[SOURCE PASSAGE]:
=== Begin Enclosure ===

Well, let’s get to the heart of the matter. You’ve just released an album, Farewell, with your band Hangwire. It’s pure post-punk/new wave. Can you tell us a bit about this project ?

It was three challenging years of recording. We started about a month after my father had a stroke and at the beginning of the pandemic (imagine, my old man was in a coma since February 2020 when there was no declared health emergency, and two months later when he woke up from his deep coma, he found out we were in the middle of a global epidemic, quite surreal for him). It all began as a disinterested project between Andrés Faliú (Phalioo) and me. We started with the song Quarantine and when we saw it evolving into more than just a duo, we became a larger group with Federico Texeira (guitar) and Joaquín Brazeiro (drums). The idea was to release an EP of songs with a post-punk and drone aesthetic, something between instrumental and experimental. But then I found recordings from 2014/15 that I had discarded because they didn’t fit the projects I had at the time. For example, there was This Fun Machine, the chorus of Dasein, snippets of Quarantine, or the bassline Stockholm Syndrome, which almost became part of Velvet Hallucinations and the Furry Animals, but we discarded it (luckily, because it allowed the idea to mature, and it’s what you hear on the album now). As I explained earlier, the sound was going to be completely different, but my eagerness to create one of my favorite styles, post-punk, led to adopting that sound aesthetic, mixed with elements of gothic, shoegaze, and new wave as well. Most of the album was recorded by me, except for the bass on Glimpse and some bass parts on Bones. Some guitars on Dasein and Stockholm Syndrome were played by Federico ; he also recorded 95% of the guitars and synthesizers on Exploding-Head Syndrome. Joaquín Brazeiro played all the drums on the album. In that same year, Nicholas Bank joined the project and helped create the first bridge of the song Bones. In the final stage, Gastón Leites joined us, and he was crucial in remixing some of the songs, mastering most of them, and creating and editing the music video for Exploding Head Syndrome, among other things. My great friend and excellent guitarist Emiliano Leiva was also part of the project, but unfortunately, he left due to time and work constraints -it’s hard to dedicate ourselves 100% to music if our parents aren’t rich (laughter). In summary, a duo turned into a sextet with a complete album where everyone contributed to its materialization and realization.

I think it was an epic recording session, with the drums recorded in your apartment, which led to some pretty crazy anecdotes. Can you tell us about that ?

=== End Enclosure ===

[RECORDED INFORMATION]:
=== Begin Enclosure ===

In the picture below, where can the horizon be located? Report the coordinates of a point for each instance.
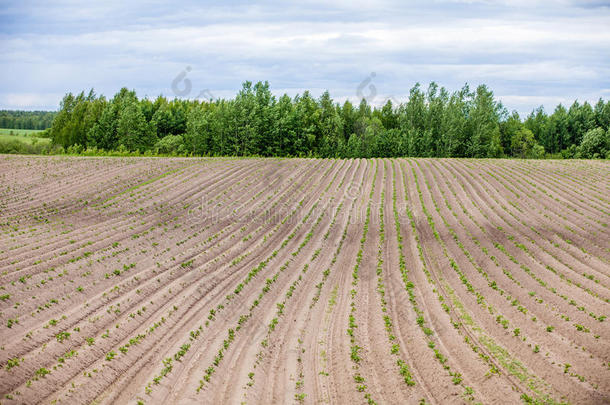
(540, 53)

=== End Enclosure ===

[PROBLEM SET]:
1. List every person the interview names by full name.
2. Reproduce the interview word for word from "I think it was" to "us about that ?".
This data has no connection to the interview.

[ANSWERS FOR THIS EXERCISE]:
1. Andrés Faliú (Phalioo), Federico Texeira, Joaquín Brazeiro, Nicholas Bank, Gastón Leites, Emiliano Leiva

2.
I think it was an epic recording session, with the drums recorded in your apartment, which led to some pretty crazy anecdotes. Can you tell us about that ?